** Start Supplied records **

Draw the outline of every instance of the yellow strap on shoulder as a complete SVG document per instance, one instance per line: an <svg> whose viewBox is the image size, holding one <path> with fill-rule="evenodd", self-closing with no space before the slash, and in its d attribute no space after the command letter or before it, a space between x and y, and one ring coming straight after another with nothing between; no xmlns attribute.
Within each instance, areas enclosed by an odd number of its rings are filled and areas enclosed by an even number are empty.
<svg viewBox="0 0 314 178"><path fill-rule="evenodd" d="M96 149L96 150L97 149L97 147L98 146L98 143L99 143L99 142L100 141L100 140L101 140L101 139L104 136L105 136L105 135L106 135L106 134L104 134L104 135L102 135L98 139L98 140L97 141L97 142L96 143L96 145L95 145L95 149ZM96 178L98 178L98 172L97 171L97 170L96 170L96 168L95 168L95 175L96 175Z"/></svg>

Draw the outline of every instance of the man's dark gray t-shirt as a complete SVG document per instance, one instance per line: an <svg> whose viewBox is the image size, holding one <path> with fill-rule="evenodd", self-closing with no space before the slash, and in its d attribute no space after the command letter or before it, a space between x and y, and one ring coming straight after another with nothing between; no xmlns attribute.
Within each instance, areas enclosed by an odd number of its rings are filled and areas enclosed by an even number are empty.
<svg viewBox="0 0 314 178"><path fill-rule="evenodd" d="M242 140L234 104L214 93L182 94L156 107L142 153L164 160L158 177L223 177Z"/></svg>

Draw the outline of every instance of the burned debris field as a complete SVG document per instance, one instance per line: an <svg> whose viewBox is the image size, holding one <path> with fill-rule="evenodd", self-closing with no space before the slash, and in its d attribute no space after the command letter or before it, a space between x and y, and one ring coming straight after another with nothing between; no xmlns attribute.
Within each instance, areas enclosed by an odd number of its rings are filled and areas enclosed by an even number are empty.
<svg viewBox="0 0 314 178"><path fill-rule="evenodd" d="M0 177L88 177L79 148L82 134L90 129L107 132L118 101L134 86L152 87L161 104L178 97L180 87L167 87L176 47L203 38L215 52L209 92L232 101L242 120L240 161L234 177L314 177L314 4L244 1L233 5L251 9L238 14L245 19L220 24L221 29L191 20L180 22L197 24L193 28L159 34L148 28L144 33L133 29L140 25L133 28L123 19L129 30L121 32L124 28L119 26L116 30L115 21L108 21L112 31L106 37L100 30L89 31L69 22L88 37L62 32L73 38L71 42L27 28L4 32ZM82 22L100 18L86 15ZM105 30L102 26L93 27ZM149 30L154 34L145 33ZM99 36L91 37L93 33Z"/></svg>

** End Supplied records **
** Start Supplied records **

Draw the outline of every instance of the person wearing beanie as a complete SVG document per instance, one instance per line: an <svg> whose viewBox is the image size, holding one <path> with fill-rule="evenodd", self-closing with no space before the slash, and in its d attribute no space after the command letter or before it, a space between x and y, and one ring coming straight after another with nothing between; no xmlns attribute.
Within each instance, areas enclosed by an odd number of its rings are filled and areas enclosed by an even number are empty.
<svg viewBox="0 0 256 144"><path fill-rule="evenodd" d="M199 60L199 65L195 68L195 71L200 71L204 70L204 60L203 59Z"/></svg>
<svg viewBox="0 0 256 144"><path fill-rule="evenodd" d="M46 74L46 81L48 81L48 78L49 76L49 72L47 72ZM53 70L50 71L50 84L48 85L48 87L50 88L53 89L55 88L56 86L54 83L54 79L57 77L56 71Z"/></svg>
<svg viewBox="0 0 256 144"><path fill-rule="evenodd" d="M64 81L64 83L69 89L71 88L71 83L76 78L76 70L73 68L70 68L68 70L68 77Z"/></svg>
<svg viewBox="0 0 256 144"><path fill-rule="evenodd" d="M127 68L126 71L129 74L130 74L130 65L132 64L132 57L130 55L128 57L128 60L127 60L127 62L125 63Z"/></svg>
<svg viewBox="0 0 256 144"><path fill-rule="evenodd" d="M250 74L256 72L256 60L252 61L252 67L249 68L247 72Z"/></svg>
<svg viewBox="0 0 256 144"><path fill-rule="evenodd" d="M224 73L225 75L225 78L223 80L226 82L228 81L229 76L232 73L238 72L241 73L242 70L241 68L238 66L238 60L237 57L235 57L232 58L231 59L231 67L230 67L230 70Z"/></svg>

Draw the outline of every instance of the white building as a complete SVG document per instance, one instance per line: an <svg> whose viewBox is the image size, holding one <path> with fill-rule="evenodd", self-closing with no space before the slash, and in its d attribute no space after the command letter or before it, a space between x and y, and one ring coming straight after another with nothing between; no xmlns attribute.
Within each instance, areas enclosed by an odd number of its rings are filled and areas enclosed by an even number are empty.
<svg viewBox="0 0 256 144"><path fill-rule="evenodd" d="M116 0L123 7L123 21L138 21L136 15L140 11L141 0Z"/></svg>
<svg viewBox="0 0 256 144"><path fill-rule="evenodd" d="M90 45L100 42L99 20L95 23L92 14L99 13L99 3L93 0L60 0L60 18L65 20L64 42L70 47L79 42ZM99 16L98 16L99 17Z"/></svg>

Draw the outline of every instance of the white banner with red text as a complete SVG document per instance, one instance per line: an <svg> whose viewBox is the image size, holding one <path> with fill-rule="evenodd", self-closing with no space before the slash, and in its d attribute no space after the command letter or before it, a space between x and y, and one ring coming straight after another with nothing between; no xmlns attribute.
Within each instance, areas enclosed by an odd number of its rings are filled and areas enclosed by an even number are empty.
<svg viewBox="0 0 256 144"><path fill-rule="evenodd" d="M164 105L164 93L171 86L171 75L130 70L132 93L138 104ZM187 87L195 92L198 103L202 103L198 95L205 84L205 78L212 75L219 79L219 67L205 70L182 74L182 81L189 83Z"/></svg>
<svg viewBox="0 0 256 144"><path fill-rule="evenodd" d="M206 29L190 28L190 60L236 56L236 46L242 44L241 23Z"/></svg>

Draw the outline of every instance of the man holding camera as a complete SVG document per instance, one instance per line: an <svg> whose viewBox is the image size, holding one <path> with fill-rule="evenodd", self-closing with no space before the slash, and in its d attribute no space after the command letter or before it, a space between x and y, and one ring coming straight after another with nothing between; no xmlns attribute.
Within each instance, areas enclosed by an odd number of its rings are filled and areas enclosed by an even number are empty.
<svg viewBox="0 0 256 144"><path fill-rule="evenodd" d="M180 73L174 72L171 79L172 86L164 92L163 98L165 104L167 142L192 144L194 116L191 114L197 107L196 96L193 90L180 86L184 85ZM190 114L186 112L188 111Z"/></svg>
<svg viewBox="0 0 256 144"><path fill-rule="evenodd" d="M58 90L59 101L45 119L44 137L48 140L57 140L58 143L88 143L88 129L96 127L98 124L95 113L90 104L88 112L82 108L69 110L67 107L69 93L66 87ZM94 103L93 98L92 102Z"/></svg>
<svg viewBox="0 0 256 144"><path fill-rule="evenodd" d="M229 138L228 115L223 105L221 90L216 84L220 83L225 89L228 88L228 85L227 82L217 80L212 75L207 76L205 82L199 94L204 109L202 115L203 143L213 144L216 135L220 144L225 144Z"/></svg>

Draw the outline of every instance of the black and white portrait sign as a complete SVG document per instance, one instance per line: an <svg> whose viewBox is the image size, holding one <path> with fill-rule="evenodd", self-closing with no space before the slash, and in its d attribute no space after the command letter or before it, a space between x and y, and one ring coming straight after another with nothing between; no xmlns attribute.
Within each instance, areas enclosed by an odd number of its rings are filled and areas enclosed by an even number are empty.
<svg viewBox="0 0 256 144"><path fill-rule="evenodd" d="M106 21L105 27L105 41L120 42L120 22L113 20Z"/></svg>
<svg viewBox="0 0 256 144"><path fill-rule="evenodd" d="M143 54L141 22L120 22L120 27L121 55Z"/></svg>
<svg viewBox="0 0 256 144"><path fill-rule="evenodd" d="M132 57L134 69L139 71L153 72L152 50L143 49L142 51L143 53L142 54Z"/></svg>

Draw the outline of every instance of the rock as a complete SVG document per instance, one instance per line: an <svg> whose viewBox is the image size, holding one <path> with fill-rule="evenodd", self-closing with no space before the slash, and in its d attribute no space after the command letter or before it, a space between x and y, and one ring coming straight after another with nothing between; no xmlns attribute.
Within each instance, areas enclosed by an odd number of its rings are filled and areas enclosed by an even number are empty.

** End Supplied records **

**Given request**. Convert everything from the line containing "Draw the outline of every instance of the yellow" down to the line containing "140L234 104L214 93L182", both included, into a Markdown table with the columns No. and Text. Number each line and leave out blank lines.

**Answer to the problem**.
| No. | Text |
|---|---|
| 1 | Draw the outline of every instance of the yellow strap on shoulder as a complete SVG document per instance, one instance per line: an <svg> whose viewBox is the image size, holding one <path> with fill-rule="evenodd", self-closing with no space before the slash, and in its d attribute no space after the command letter or before it, a space between x and y, and one ring coming straight after another with nothing between; no xmlns attribute. |
| 2 | Within each instance, areas enclosed by an odd number of its rings are filled and areas enclosed by an even number are empty. |
| 3 | <svg viewBox="0 0 314 178"><path fill-rule="evenodd" d="M96 149L96 150L97 149L97 147L98 146L98 143L99 143L99 142L100 141L100 140L101 140L101 139L104 136L105 136L105 135L106 135L106 134L104 134L104 135L102 135L98 139L98 140L97 141L97 142L96 143L96 145L95 145L95 149ZM96 178L98 178L98 172L97 171L97 170L96 170L96 168L95 168L95 175L96 175Z"/></svg> |
| 4 | Draw the outline of every instance of the man's dark gray t-shirt as a complete SVG document per instance, one instance per line: an <svg> whose viewBox is the image size, holding one <path> with fill-rule="evenodd", self-closing with no space before the slash, and in its d attribute no space after the command letter or before it, a space between x and y, and one ring coming straight after another with nothing between; no xmlns attribute. |
| 5 | Within each instance, areas enclosed by an odd number of its rings are filled and areas enclosed by an even number are empty. |
| 6 | <svg viewBox="0 0 314 178"><path fill-rule="evenodd" d="M242 140L234 104L214 93L182 94L156 107L142 153L164 160L158 177L223 177Z"/></svg> |